• [Your assignment] The answer must be every line of the records below that holds the word "segment".

• [Input data]
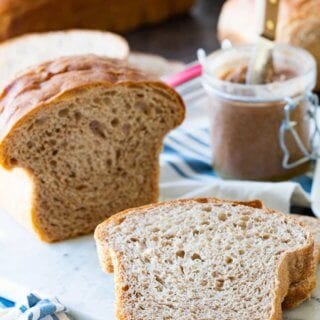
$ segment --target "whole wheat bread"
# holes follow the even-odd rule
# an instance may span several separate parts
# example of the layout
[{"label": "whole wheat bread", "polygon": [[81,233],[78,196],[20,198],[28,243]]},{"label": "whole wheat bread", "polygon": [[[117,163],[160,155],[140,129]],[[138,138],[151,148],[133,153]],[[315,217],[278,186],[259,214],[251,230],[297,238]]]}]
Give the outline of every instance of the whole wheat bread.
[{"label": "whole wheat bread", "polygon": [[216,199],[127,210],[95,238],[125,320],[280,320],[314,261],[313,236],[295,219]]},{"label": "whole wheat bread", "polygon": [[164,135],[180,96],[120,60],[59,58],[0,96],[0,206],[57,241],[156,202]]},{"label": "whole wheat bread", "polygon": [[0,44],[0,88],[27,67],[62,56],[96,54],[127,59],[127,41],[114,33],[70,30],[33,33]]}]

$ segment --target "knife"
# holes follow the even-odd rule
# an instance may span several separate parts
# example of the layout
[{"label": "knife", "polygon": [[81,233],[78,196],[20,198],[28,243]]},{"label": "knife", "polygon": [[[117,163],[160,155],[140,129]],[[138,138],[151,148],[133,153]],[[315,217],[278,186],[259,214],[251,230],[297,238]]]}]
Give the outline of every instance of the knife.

• [Result]
$ segment --target "whole wheat bread"
$ segment --target "knife"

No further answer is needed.